Exercise instructions — Give the entries again exactly, without pictures.

Extracted records —

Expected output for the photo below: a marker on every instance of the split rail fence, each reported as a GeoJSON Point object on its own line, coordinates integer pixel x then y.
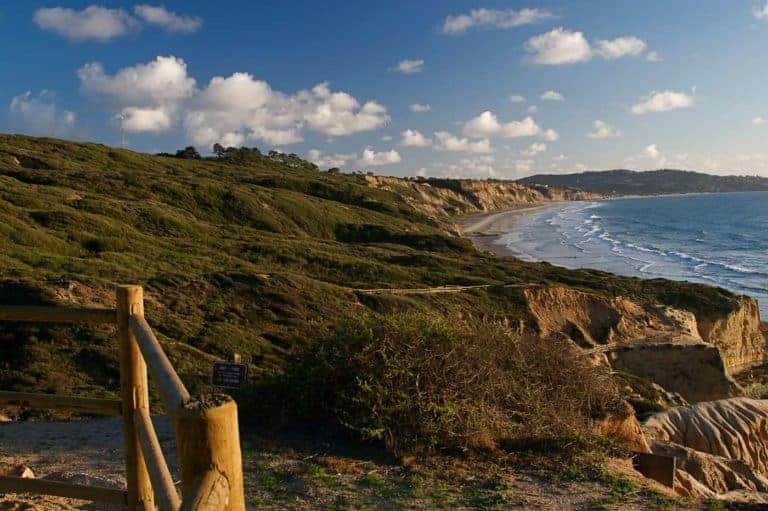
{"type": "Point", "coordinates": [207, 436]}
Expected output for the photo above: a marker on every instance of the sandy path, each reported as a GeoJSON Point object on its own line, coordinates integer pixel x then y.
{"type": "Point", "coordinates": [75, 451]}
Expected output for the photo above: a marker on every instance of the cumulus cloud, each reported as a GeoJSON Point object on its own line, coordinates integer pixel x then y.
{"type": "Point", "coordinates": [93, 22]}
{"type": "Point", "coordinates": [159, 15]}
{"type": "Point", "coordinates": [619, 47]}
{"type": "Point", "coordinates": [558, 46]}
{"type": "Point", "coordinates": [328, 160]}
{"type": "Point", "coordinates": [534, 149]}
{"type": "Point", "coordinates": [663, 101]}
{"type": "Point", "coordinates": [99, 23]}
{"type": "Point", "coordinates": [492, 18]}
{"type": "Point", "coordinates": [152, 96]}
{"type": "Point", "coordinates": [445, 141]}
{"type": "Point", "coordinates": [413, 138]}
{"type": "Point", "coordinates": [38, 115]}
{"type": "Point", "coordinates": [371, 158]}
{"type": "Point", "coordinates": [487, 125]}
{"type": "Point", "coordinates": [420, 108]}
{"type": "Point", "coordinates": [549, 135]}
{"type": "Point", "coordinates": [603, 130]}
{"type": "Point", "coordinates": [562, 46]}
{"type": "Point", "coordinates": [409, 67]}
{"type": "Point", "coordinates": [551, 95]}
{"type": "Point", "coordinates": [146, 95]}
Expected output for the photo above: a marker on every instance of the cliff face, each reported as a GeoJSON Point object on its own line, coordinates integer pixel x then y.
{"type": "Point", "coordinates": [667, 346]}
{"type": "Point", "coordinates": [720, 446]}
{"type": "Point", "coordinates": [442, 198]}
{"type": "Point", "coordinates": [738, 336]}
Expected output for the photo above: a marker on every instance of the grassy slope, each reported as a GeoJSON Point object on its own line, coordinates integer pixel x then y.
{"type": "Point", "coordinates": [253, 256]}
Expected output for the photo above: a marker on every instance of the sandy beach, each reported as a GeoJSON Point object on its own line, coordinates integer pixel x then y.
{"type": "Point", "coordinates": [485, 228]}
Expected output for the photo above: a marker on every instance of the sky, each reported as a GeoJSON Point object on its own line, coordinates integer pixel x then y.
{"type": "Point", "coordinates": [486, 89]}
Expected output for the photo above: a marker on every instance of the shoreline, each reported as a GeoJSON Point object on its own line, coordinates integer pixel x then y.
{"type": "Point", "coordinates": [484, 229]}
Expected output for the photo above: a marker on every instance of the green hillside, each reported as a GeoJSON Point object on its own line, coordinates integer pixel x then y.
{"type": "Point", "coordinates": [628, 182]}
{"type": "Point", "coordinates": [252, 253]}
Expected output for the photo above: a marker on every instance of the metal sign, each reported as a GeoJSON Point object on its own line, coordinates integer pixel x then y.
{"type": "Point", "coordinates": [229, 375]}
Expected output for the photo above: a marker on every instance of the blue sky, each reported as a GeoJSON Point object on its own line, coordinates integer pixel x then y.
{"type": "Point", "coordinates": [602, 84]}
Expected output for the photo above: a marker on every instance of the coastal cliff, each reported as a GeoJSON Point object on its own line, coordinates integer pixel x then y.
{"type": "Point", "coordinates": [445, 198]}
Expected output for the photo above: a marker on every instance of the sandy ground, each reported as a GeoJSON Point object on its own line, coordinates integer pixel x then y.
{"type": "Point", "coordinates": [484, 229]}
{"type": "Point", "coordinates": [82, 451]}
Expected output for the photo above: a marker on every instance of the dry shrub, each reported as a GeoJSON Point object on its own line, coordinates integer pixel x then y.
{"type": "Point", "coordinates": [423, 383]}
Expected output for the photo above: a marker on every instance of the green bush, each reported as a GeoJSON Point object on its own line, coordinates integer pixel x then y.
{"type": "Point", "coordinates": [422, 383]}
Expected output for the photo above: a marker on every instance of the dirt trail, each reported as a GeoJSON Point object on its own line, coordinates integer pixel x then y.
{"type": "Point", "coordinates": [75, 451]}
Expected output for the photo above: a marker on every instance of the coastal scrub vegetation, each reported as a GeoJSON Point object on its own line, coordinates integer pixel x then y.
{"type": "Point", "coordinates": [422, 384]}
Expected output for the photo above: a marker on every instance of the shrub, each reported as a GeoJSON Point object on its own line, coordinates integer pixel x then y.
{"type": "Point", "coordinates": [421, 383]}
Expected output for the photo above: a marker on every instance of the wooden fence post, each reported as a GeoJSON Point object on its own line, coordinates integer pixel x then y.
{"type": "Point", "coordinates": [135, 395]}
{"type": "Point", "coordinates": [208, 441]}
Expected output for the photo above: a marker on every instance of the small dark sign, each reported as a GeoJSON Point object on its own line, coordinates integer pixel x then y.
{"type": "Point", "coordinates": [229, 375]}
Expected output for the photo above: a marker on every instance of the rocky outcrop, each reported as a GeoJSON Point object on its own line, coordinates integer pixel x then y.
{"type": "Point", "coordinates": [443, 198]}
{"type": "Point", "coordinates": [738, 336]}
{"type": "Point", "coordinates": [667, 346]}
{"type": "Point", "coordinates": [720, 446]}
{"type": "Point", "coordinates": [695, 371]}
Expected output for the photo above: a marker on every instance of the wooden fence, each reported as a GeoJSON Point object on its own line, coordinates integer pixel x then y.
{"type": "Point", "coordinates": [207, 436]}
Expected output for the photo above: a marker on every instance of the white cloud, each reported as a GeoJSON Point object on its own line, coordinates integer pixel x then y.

Your response —
Expected output for the photo below: a marker on every instance of the split rail fence, each reported as a GeoJSON Point object on its own line, coordinates integer pixel x then y.
{"type": "Point", "coordinates": [207, 436]}
Expected output for the photo above: a marker on every instance of the sandy path, each reported as a GeoJSON Point object on its own line, coordinates integer pixel x then y.
{"type": "Point", "coordinates": [75, 451]}
Expected output for the photo above: a marker on every instance of the cumulus cloud, each reported as a GeoJSON Point object on its own line, coordinates integer pixel x then y.
{"type": "Point", "coordinates": [93, 22]}
{"type": "Point", "coordinates": [159, 15]}
{"type": "Point", "coordinates": [619, 47]}
{"type": "Point", "coordinates": [558, 46]}
{"type": "Point", "coordinates": [328, 160]}
{"type": "Point", "coordinates": [534, 149]}
{"type": "Point", "coordinates": [663, 101]}
{"type": "Point", "coordinates": [99, 23]}
{"type": "Point", "coordinates": [492, 18]}
{"type": "Point", "coordinates": [152, 96]}
{"type": "Point", "coordinates": [445, 141]}
{"type": "Point", "coordinates": [413, 138]}
{"type": "Point", "coordinates": [38, 115]}
{"type": "Point", "coordinates": [371, 158]}
{"type": "Point", "coordinates": [487, 125]}
{"type": "Point", "coordinates": [420, 108]}
{"type": "Point", "coordinates": [549, 135]}
{"type": "Point", "coordinates": [603, 130]}
{"type": "Point", "coordinates": [562, 46]}
{"type": "Point", "coordinates": [409, 67]}
{"type": "Point", "coordinates": [551, 95]}
{"type": "Point", "coordinates": [146, 95]}
Expected output for the photo above: a marker on every instance of the cliff face, each reported as a GeoJSON Point object on its own line, coordinates integer pixel x then y.
{"type": "Point", "coordinates": [667, 346]}
{"type": "Point", "coordinates": [720, 446]}
{"type": "Point", "coordinates": [442, 198]}
{"type": "Point", "coordinates": [738, 336]}
Expected output for the photo above: a marker on every instance of the grassy slope, each reported as a GeoJSON Point object on its own line, coordinates integer pixel x then y.
{"type": "Point", "coordinates": [253, 256]}
Expected output for the photo above: a marker on every instance of the sandy beach, each reported as a GeoJSON Point object on its own line, coordinates integer pixel x then y.
{"type": "Point", "coordinates": [485, 228]}
Expected output for the photo above: a marker on every instance of the sky, each reported as a GeoJSON Point object on its own line, coordinates integer pixel x then y.
{"type": "Point", "coordinates": [486, 89]}
Expected output for the photo above: a marker on every instance of the shoreline, each reported as a GeoJSON Point object on its own line, coordinates integer pixel x then y.
{"type": "Point", "coordinates": [484, 229]}
Expected output for the photo above: a marker on every instance of the green hillside, each reported as a GeoJSON Point object on its own line, coordinates integer pixel x then y.
{"type": "Point", "coordinates": [628, 182]}
{"type": "Point", "coordinates": [252, 253]}
Expected output for the photo above: a marker on every instance of the metal sign, each reported as a GeoJSON Point object on its own line, coordinates integer pixel x then y.
{"type": "Point", "coordinates": [229, 375]}
Expected output for the photo above: a marker on every instance of the blue sky, each reported as a GeoJSON Point object on its own line, coordinates integer pixel x then y.
{"type": "Point", "coordinates": [602, 84]}
Expected output for the photo above: a marker on every instance of the coastal cliff, each reported as a GeoJSON Point object on its own line, coordinates integer pixel x then y.
{"type": "Point", "coordinates": [445, 198]}
Expected output for the photo above: a marker on every instance of the sandy ground, each reported as a GeoJSON Point object on its own line, coordinates integer pixel x then y.
{"type": "Point", "coordinates": [484, 229]}
{"type": "Point", "coordinates": [82, 451]}
Expected output for the photo above: a marker on every instance of the dry shrub, each reported as a GeoJSON Point object on its own line, coordinates integer pixel x then y.
{"type": "Point", "coordinates": [423, 383]}
Expected output for the photo above: a marker on every instance of the green bush, each reported as a GeoJSON Point object on its own line, coordinates integer pixel x then y.
{"type": "Point", "coordinates": [422, 383]}
Expected output for the photo above: a marker on every instance of the dirt trail, each reported as a GeoJSON Point object on its own line, coordinates integer pixel x then y.
{"type": "Point", "coordinates": [75, 451]}
Expected output for the photo above: a marker on every instance of the coastal scrub vegetation, each reported as a GeoJSON Point object on its own line, coordinates integer pixel x then y.
{"type": "Point", "coordinates": [422, 384]}
Expected output for the photo above: a marker on every instance of the shrub, each reported as a GeoJSON Point object on its own line, coordinates integer pixel x then y.
{"type": "Point", "coordinates": [421, 383]}
Expected output for the photo above: a marker on every instance of the wooden fence post, each reported as a GeoJSON Point object on its own line, coordinates integer pixel x then y.
{"type": "Point", "coordinates": [135, 395]}
{"type": "Point", "coordinates": [208, 441]}
Expected output for the photo above: a marker on every instance of the small dark sign, each reported as a GeoJSON Point object on its own line, coordinates integer pixel x then y.
{"type": "Point", "coordinates": [229, 375]}
Expected output for the photo above: a marker on every instance of the rocky outcrop, each reported as a GeoJSON Point object on its own line, coordinates integer pixel x then y.
{"type": "Point", "coordinates": [443, 198]}
{"type": "Point", "coordinates": [738, 336]}
{"type": "Point", "coordinates": [667, 346]}
{"type": "Point", "coordinates": [720, 446]}
{"type": "Point", "coordinates": [695, 371]}
Expected output for the photo above: a marker on every instance of the wooden fence, each reported as a GeoJSON Point object on its own line, coordinates integer pixel x then y.
{"type": "Point", "coordinates": [207, 436]}
Expected output for the photo above: a marker on every instance of the white cloud, each reported as a GeoJSON Point object on its own line, coordinates integer pixel x then y.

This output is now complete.